Task brief:
Would you write the data out once more, exactly as it is?

Available records:
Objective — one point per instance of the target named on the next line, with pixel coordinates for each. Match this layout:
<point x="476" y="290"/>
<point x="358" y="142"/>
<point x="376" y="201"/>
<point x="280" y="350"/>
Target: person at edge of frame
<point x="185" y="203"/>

Solution for this problem:
Objective — one point per instance of the target named on the next line, with pixel coordinates for each. Match this layout:
<point x="476" y="290"/>
<point x="358" y="142"/>
<point x="376" y="201"/>
<point x="280" y="350"/>
Target: person at edge of frame
<point x="185" y="203"/>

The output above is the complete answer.